» **Task statement**: The entire listing below needs to be transcribed word for word.

» **Input records**:
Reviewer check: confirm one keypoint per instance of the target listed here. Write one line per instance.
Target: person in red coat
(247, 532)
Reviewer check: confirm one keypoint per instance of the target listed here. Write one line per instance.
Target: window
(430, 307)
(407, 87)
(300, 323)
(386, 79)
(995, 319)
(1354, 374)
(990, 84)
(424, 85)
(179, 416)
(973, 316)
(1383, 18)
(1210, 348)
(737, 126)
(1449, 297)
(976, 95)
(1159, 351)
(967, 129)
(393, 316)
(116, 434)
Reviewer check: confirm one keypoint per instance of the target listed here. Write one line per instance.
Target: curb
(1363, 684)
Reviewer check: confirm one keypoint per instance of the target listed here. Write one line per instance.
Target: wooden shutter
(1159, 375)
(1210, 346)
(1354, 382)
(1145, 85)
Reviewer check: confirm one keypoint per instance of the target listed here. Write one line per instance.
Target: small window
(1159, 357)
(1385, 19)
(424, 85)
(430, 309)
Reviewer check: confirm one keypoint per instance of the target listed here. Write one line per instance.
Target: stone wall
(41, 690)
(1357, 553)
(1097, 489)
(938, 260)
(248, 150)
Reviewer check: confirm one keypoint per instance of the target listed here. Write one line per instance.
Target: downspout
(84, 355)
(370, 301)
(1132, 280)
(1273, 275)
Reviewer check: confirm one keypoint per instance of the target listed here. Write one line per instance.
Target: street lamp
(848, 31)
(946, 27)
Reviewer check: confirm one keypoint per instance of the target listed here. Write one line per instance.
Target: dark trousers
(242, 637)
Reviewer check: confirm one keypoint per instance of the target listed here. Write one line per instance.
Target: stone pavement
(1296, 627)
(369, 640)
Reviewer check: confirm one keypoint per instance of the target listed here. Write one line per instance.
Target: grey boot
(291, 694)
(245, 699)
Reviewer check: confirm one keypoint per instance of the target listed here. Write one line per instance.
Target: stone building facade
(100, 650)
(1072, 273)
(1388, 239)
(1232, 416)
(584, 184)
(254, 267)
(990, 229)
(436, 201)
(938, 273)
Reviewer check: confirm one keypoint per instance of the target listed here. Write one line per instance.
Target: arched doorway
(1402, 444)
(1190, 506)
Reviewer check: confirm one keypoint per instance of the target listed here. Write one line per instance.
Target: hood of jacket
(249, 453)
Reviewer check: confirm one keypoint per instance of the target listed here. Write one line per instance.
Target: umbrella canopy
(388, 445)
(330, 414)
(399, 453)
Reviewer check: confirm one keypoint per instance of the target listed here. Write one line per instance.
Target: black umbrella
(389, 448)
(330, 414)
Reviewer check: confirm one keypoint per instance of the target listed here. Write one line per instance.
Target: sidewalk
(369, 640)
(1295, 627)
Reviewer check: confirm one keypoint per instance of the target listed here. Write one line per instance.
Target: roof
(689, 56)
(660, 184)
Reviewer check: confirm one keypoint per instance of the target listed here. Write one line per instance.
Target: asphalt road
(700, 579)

» **Your solution**:
Reviewer check: confirm one keypoint per instance of the target listed here. Write one line per instance.
Target: person in red coat
(247, 532)
Reviewer check: confirm one keypoint per instance of the target listed here. Write one line per instance.
Target: window
(430, 307)
(407, 87)
(300, 323)
(386, 79)
(995, 319)
(1354, 374)
(990, 84)
(424, 85)
(179, 416)
(973, 316)
(1383, 18)
(1210, 348)
(737, 126)
(1449, 297)
(976, 95)
(1159, 351)
(967, 129)
(393, 316)
(116, 434)
Reviewer check: confirm one keypoint per instance of the target listed here. Write one line per instance.
Target: curb
(1363, 684)
Reviewer check: confirm one keypoint per instance of the target listed here. Write one line per instance.
Target: wooden shutter
(1159, 375)
(1210, 346)
(1354, 382)
(1145, 85)
Reviewer check: confirm one keypoint per instance of the target listed here. Write one line per instance.
Target: small window
(1159, 357)
(1385, 19)
(424, 85)
(430, 309)
Reviewer check: confirm one keypoint per instance of the target listed here. Write one line per instance.
Target: stone wall
(41, 690)
(1357, 553)
(1097, 489)
(938, 260)
(248, 150)
Reviewer check: confirm one keypoint per instance of the target listed here. Write one line per instance.
Target: downspout
(84, 355)
(370, 301)
(1132, 280)
(1273, 275)
Reviewer check: confirm one keypoint per instance of the target listed here. Write one line per instance.
Target: street lamp
(848, 31)
(946, 27)
Reviewer check: confirm one keypoint per instance of the target listed here. Write one line per instance.
Target: dark trousers
(242, 637)
Reviewer check: confirm one keypoint per instance of the target listed here. Write one line per instance.
Target: stone pavement
(1296, 627)
(369, 640)
Reviewer check: confirm one keypoint per instance of the target listed here. Write one line per instance.
Target: grey boot
(291, 694)
(245, 699)
Reviewer check: confirm one keypoint per instance of the target listed here. Write one line per instance.
Target: stone building facade
(100, 650)
(1072, 273)
(1388, 239)
(1232, 416)
(584, 184)
(254, 267)
(990, 229)
(436, 201)
(938, 273)
Reviewer check: confirm one keypoint per instance of the target listed here. Write one line per instance.
Target: arched doorway
(1402, 444)
(1190, 506)
Reviewer check: confirm one keypoint per instance of the target listed here. Write one line per instance.
Target: hood of jacket
(249, 453)
Reviewer check: confirm one keypoint per instance of the target listed here. Write one line per instance.
Target: umbrella canopy
(388, 445)
(330, 414)
(399, 453)
Reviewer check: confirm one keypoint per instance of the target listed here. Write one line per instance.
Target: black umbrella
(389, 448)
(330, 414)
Reviewer check: confirm one keypoint per instance of the target listed here. Write one line per instance.
Target: sidewalk
(369, 640)
(1295, 627)
Reviewer check: confirm one keypoint per instance of the target listed here. Write one line per instance.
Target: roof
(689, 56)
(660, 184)
Reviewer check: confirm one keypoint per instance of the target listed here. Write one line per instance.
Target: asphalt road
(700, 579)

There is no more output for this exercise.